• [EXERCISE] In the material, rewrite everything from the line containing "blue car license" down to the line containing "107,221 -> 448,300", swapping "asphalt" for "tarmac" and leaving all else unchanged.

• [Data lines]
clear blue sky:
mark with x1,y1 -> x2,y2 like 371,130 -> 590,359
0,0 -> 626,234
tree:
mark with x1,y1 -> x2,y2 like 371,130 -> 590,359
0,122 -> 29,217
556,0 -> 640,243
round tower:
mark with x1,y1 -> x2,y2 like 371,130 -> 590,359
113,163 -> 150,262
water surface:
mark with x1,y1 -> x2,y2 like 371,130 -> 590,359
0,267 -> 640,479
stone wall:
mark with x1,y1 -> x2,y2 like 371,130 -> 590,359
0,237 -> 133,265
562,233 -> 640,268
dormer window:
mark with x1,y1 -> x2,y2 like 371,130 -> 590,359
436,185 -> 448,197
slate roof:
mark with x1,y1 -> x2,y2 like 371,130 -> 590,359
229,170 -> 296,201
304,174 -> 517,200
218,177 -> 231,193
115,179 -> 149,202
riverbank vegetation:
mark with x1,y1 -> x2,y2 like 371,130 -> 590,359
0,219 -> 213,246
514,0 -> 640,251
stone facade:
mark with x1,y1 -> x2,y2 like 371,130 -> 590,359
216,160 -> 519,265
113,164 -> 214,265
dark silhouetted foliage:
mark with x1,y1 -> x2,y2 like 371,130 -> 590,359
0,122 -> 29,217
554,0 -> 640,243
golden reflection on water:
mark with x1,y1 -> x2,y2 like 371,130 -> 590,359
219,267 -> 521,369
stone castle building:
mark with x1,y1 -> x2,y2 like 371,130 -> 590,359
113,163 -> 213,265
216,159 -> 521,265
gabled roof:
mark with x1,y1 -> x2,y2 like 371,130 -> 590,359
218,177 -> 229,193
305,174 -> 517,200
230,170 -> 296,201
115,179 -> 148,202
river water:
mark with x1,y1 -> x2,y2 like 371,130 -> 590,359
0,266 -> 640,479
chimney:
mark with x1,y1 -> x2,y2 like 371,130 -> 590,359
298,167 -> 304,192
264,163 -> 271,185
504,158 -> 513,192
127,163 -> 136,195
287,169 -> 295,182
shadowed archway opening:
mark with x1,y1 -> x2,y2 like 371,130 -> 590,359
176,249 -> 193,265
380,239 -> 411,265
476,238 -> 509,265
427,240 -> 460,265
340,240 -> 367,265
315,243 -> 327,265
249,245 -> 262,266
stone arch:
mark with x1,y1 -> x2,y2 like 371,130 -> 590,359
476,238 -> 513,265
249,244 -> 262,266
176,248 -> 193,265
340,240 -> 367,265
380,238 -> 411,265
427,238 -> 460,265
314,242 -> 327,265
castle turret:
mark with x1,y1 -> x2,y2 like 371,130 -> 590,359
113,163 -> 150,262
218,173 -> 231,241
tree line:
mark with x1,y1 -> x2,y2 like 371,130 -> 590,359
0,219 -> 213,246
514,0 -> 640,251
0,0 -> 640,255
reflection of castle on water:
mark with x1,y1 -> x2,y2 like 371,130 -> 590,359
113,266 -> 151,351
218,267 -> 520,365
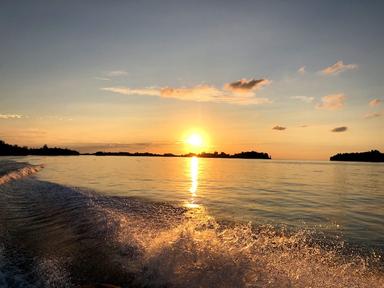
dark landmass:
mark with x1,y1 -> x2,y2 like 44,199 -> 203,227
329,150 -> 384,162
0,140 -> 80,156
92,151 -> 271,159
0,140 -> 271,159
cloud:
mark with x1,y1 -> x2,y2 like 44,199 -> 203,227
0,114 -> 24,119
316,93 -> 346,110
94,77 -> 111,81
331,126 -> 348,132
291,96 -> 315,103
297,66 -> 307,75
320,60 -> 358,75
369,98 -> 381,107
101,79 -> 271,105
224,79 -> 271,94
272,125 -> 287,131
364,110 -> 384,119
106,70 -> 128,77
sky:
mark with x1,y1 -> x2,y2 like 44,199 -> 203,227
0,0 -> 384,160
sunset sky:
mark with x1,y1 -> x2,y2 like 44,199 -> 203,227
0,0 -> 384,160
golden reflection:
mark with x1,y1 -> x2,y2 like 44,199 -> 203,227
189,156 -> 199,197
185,156 -> 199,208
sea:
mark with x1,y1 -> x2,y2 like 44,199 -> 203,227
0,155 -> 384,288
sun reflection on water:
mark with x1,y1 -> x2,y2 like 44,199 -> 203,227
185,156 -> 200,208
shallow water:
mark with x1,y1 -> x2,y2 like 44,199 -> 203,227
0,156 -> 384,287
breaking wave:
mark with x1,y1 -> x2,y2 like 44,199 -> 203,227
0,161 -> 384,288
0,161 -> 44,185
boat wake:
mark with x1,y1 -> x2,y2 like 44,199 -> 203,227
0,161 -> 44,185
0,161 -> 384,288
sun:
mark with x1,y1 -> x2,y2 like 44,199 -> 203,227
185,133 -> 204,148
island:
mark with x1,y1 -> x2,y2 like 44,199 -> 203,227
0,140 -> 80,156
0,140 -> 271,159
93,151 -> 272,159
329,150 -> 384,162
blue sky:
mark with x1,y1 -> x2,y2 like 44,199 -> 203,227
0,1 -> 384,159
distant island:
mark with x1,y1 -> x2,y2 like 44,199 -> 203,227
329,150 -> 384,162
0,140 -> 271,159
91,151 -> 272,159
0,140 -> 80,156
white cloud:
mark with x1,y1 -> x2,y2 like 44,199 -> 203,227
101,79 -> 271,105
297,66 -> 307,75
364,110 -> 384,119
369,98 -> 381,107
272,125 -> 287,131
321,60 -> 358,75
291,96 -> 315,103
331,126 -> 348,133
106,70 -> 128,77
316,93 -> 346,110
0,114 -> 23,119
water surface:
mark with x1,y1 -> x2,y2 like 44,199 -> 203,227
0,156 -> 384,287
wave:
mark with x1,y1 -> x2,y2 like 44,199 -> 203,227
0,160 -> 384,288
0,161 -> 44,185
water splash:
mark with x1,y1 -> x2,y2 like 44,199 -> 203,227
0,162 -> 44,185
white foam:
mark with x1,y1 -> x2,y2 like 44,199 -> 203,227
0,165 -> 44,185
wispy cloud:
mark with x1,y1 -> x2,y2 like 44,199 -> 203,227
369,98 -> 382,107
94,77 -> 111,81
364,110 -> 384,119
297,66 -> 307,75
291,96 -> 315,103
316,93 -> 346,110
320,60 -> 358,75
0,114 -> 24,119
101,79 -> 271,105
331,126 -> 348,132
106,70 -> 128,77
224,79 -> 271,94
272,125 -> 287,131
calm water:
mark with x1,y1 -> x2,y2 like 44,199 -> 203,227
0,156 -> 384,287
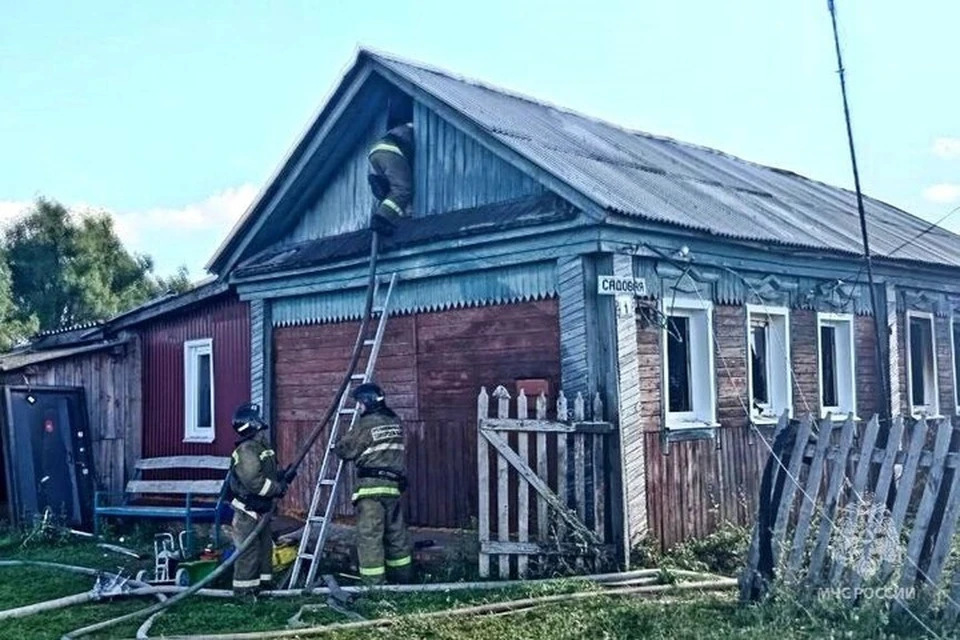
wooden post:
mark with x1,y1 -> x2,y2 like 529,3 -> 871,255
787,414 -> 836,579
807,414 -> 860,587
878,416 -> 927,584
534,392 -> 549,568
493,386 -> 510,580
477,387 -> 490,578
517,389 -> 530,580
895,420 -> 953,592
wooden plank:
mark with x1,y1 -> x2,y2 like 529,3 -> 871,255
480,540 -> 613,556
900,420 -> 953,589
770,414 -> 813,564
850,412 -> 903,593
127,480 -> 223,495
533,393 -> 548,542
498,386 -> 513,580
924,436 -> 960,589
878,416 -> 927,584
481,418 -> 616,433
477,387 -> 490,578
136,456 -> 230,471
787,415 -> 840,580
593,435 -> 604,540
481,431 -> 600,544
807,415 -> 856,586
517,389 -> 530,580
830,416 -> 880,584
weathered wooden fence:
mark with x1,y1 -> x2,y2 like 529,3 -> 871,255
477,386 -> 614,578
741,416 -> 960,618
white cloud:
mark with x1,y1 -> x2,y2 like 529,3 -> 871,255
933,138 -> 960,160
110,184 -> 257,246
923,183 -> 960,204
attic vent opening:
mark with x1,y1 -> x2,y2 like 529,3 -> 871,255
387,91 -> 413,129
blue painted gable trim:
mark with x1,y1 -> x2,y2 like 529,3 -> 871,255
272,260 -> 557,327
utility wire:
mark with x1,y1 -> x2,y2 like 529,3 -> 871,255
827,0 -> 890,430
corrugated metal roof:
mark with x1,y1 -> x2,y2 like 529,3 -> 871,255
367,52 -> 960,266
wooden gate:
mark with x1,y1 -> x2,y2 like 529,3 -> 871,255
477,386 -> 614,578
741,416 -> 960,618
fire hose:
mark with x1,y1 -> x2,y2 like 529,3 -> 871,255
61,230 -> 380,640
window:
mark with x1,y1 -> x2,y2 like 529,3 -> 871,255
747,305 -> 792,422
907,311 -> 940,416
663,301 -> 716,429
950,318 -> 960,414
817,313 -> 857,419
183,339 -> 214,442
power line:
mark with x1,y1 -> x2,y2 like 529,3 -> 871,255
827,0 -> 890,430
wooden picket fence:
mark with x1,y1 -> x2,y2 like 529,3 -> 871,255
477,386 -> 614,579
740,415 -> 960,619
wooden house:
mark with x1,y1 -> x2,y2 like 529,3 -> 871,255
7,50 -> 960,555
209,50 -> 960,560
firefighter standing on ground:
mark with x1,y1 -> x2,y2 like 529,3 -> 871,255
368,122 -> 413,235
334,383 -> 413,584
230,404 -> 293,595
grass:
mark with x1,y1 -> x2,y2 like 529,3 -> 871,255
0,524 -> 956,640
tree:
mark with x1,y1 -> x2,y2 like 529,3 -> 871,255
0,198 -> 197,340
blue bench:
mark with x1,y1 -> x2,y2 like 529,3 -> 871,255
93,456 -> 232,553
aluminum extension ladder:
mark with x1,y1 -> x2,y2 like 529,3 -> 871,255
288,273 -> 397,589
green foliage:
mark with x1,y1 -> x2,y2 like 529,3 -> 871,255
631,522 -> 751,577
0,198 -> 190,350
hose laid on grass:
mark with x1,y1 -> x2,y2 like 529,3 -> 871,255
61,231 -> 380,640
150,578 -> 737,640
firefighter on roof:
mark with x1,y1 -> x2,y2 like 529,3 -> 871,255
334,383 -> 413,584
230,404 -> 295,595
367,122 -> 413,235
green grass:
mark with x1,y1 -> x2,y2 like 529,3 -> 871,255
0,539 -> 953,640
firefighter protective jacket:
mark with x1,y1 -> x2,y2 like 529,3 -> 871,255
230,431 -> 282,513
334,407 -> 406,502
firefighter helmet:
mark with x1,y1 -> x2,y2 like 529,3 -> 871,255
353,382 -> 383,411
233,402 -> 267,436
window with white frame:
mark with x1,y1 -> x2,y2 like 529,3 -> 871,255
950,318 -> 960,414
183,338 -> 214,442
663,301 -> 716,429
906,311 -> 940,416
747,305 -> 792,422
817,313 -> 857,418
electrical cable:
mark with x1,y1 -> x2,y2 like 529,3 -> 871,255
61,231 -> 380,640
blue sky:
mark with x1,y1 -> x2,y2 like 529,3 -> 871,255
0,0 -> 960,278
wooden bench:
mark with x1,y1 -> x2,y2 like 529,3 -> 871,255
93,456 -> 230,553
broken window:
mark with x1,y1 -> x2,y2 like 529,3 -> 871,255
817,313 -> 856,418
907,312 -> 939,416
183,339 -> 214,442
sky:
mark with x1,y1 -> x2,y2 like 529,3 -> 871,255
0,0 -> 960,279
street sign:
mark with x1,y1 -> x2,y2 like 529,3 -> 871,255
597,276 -> 647,296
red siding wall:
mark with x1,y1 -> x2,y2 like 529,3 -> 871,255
274,300 -> 560,527
142,297 -> 250,457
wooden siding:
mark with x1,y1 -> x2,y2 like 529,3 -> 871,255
274,300 -> 560,527
646,426 -> 769,549
413,103 -> 545,215
607,255 -> 649,546
5,336 -> 141,491
141,296 -> 250,457
281,104 -> 545,245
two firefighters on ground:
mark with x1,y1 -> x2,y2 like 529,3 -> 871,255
230,383 -> 413,594
230,122 -> 414,594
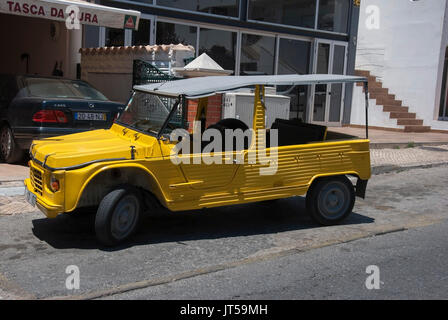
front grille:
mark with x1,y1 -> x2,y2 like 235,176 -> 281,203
30,167 -> 43,195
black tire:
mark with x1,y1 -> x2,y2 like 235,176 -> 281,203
306,176 -> 355,226
216,118 -> 249,131
95,187 -> 142,246
0,125 -> 24,163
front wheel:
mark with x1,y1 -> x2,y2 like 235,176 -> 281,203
95,188 -> 142,246
306,176 -> 355,226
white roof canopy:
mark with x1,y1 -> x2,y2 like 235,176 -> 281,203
0,0 -> 140,30
134,74 -> 367,99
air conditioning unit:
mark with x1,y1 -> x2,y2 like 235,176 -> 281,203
222,89 -> 291,128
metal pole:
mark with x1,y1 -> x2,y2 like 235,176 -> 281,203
364,81 -> 369,139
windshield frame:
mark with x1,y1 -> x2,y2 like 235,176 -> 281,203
115,90 -> 182,140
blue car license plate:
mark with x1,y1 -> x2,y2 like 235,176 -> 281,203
75,112 -> 106,121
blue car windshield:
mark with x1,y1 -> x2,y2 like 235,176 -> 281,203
23,77 -> 108,101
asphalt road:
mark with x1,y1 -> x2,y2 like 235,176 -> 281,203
0,166 -> 448,299
107,221 -> 448,300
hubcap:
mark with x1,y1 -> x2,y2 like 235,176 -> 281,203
111,195 -> 139,239
318,181 -> 350,220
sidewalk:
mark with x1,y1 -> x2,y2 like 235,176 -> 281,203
328,127 -> 448,149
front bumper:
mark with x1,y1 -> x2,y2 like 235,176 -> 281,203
24,178 -> 64,218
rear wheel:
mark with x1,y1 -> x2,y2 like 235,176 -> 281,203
0,125 -> 23,163
306,176 -> 355,226
95,188 -> 142,246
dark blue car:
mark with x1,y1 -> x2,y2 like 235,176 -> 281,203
0,75 -> 124,163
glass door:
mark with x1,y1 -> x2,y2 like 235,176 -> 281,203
310,40 -> 347,126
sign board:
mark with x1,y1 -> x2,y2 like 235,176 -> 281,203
0,0 -> 140,30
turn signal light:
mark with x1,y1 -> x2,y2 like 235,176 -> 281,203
50,177 -> 60,192
33,110 -> 68,123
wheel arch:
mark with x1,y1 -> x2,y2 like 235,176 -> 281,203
73,164 -> 166,211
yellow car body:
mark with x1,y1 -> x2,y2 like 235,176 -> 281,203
25,86 -> 371,218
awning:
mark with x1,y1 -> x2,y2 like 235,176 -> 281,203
134,74 -> 367,99
0,0 -> 140,30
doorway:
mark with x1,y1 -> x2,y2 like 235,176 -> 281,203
309,40 -> 347,126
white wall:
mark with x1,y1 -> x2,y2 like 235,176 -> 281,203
356,0 -> 448,129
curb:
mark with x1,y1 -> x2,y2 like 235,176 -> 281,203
370,141 -> 448,149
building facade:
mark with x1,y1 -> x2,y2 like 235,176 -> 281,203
351,0 -> 448,132
83,0 -> 359,126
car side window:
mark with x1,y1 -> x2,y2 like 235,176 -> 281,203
0,75 -> 17,107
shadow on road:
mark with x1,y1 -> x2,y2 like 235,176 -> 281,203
32,197 -> 374,251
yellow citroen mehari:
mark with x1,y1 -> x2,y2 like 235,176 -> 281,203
25,75 -> 371,245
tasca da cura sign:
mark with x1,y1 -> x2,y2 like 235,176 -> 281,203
0,0 -> 140,30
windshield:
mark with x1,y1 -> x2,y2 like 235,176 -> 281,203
23,77 -> 108,101
117,91 -> 185,135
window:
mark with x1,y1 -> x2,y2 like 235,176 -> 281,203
240,34 -> 275,75
199,28 -> 236,70
132,19 -> 151,46
277,39 -> 311,121
248,0 -> 316,29
157,0 -> 239,17
156,22 -> 197,49
105,28 -> 124,47
317,0 -> 350,33
23,77 -> 107,101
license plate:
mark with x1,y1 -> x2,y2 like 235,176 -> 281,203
75,112 -> 106,121
25,189 -> 36,207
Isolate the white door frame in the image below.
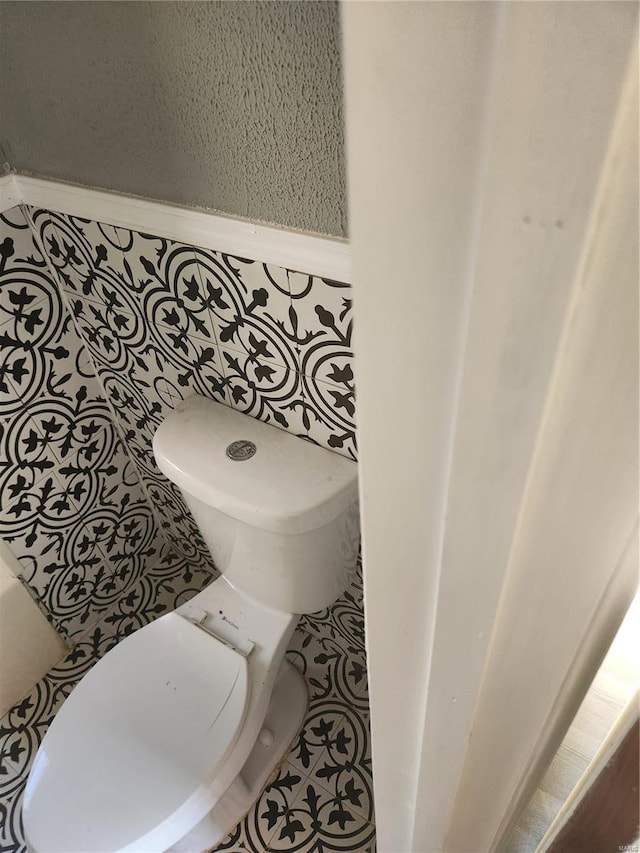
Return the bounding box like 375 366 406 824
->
342 2 637 853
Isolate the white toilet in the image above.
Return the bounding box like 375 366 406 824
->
23 396 359 853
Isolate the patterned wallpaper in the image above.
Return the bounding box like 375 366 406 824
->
0 201 357 639
0 207 191 640
31 210 356 544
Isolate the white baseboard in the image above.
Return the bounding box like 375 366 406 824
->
0 175 351 282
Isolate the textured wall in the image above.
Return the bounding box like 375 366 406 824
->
0 0 346 235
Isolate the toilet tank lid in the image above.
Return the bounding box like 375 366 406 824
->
153 395 358 533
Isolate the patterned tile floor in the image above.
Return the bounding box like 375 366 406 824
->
0 556 375 853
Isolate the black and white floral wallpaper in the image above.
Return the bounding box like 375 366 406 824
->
0 207 210 642
0 201 368 853
0 567 375 853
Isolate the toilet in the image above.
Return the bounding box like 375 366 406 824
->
23 396 359 853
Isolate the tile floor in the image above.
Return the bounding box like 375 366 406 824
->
0 566 375 853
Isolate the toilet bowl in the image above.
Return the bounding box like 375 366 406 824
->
23 396 359 853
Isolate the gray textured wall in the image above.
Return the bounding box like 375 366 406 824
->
0 0 346 235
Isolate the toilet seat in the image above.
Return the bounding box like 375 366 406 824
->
23 612 250 853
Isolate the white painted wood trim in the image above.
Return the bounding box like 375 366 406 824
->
0 173 21 213
343 3 637 853
10 175 351 282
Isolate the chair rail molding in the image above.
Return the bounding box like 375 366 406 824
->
0 173 351 283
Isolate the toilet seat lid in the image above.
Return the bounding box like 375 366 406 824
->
23 613 248 853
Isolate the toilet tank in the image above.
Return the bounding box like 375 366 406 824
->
153 395 360 613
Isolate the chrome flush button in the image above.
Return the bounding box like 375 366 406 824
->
227 438 258 462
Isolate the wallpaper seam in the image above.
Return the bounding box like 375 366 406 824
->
20 204 185 648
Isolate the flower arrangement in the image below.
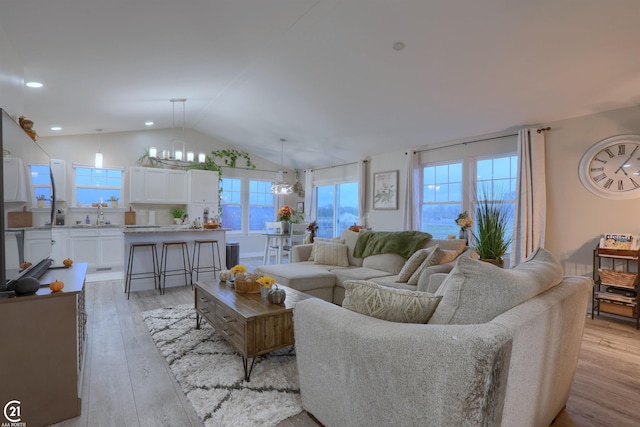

• [THE SOLUTION]
blue car license plate:
mark with x1,y1 -> x2,y2 like 235,176 -> 281,203
75,112 -> 106,121
blue car windshield:
mark with x1,y1 -> x2,y2 like 235,176 -> 281,203
23,77 -> 108,101
tarmac road:
mark with x1,y1 -> x2,y2 like 235,176 -> 281,203
0,166 -> 448,299
107,221 -> 448,300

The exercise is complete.